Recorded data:

╔══

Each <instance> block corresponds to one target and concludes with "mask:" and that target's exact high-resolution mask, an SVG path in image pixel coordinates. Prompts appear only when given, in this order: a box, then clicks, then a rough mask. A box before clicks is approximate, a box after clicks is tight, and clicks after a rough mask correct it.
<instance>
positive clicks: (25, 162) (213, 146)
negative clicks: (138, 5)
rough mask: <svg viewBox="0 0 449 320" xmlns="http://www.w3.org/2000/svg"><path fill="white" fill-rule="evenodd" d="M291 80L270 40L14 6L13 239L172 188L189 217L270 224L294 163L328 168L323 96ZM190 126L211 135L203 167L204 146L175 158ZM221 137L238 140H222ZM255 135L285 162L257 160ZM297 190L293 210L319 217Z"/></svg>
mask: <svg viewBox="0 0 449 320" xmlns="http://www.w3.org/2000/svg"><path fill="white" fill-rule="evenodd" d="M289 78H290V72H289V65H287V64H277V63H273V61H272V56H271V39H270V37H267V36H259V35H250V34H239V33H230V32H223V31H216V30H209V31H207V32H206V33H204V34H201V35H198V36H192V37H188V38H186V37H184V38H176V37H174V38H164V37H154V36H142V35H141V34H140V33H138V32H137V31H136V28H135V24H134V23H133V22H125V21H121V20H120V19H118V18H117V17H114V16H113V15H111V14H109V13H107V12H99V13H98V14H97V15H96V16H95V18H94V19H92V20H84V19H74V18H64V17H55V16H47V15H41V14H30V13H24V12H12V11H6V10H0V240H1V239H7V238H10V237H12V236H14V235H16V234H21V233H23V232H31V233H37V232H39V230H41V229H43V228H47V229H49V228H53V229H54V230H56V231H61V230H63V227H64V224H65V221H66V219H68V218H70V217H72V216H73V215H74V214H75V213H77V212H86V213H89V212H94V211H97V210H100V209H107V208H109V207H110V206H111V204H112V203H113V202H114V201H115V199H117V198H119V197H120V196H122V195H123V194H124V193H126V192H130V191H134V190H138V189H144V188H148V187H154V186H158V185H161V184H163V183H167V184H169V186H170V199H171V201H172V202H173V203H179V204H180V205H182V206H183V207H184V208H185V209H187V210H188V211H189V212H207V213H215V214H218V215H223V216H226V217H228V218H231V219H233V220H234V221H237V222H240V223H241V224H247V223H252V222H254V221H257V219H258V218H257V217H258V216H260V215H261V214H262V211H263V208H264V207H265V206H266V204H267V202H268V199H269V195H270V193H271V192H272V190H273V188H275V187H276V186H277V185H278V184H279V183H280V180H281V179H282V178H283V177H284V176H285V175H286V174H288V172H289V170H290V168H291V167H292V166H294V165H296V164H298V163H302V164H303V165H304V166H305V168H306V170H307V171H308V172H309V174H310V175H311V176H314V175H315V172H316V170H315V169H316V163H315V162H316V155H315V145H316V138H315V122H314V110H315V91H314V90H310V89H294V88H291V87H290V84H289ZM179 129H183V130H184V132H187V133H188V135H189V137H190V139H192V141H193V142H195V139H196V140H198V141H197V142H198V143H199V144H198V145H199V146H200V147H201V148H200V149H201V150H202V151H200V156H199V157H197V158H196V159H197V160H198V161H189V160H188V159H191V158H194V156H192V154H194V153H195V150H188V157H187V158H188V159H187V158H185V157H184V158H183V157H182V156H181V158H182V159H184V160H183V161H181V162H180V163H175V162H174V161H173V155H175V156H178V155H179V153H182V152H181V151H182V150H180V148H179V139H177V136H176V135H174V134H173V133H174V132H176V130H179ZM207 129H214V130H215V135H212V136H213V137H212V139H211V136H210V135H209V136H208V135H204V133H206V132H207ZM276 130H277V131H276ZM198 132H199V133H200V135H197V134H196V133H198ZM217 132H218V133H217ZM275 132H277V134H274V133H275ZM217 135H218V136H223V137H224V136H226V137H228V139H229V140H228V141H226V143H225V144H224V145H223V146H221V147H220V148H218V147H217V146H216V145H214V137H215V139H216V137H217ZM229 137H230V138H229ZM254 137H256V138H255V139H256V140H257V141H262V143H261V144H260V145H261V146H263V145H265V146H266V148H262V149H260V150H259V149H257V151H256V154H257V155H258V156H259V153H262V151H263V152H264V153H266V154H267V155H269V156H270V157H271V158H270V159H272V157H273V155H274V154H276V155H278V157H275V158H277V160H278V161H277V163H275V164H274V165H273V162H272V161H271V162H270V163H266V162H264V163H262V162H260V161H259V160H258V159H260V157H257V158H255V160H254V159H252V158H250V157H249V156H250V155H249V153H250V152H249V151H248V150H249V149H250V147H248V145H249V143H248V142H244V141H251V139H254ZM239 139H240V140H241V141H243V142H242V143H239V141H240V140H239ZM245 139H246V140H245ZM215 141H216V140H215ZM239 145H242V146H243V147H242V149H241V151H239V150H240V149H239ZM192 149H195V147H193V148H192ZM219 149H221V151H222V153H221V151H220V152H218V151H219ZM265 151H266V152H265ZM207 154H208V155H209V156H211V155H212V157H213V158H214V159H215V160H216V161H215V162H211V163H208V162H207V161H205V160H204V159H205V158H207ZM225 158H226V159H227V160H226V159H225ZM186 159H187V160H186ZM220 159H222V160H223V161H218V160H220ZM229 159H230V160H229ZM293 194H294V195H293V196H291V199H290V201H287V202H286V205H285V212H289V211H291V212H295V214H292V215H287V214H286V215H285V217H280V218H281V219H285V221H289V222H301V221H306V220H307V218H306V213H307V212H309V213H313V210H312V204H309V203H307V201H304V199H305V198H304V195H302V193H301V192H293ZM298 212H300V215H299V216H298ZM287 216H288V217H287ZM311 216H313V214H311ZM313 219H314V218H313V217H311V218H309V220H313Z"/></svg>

╚══

- **Task statement**: Among the records above, find each line containing the string "instance" and copy it.

- **Output of the task**:
Each <instance> block corresponds to one target and concludes with "mask:" and that target's exact high-resolution mask, an SVG path in image pixel coordinates. Prompts appear only when given, in this order: a box, then clicks, then a rough mask. A box before clicks is approximate, a box after clicks is tight, and clicks after a rough mask correct it.
<instance>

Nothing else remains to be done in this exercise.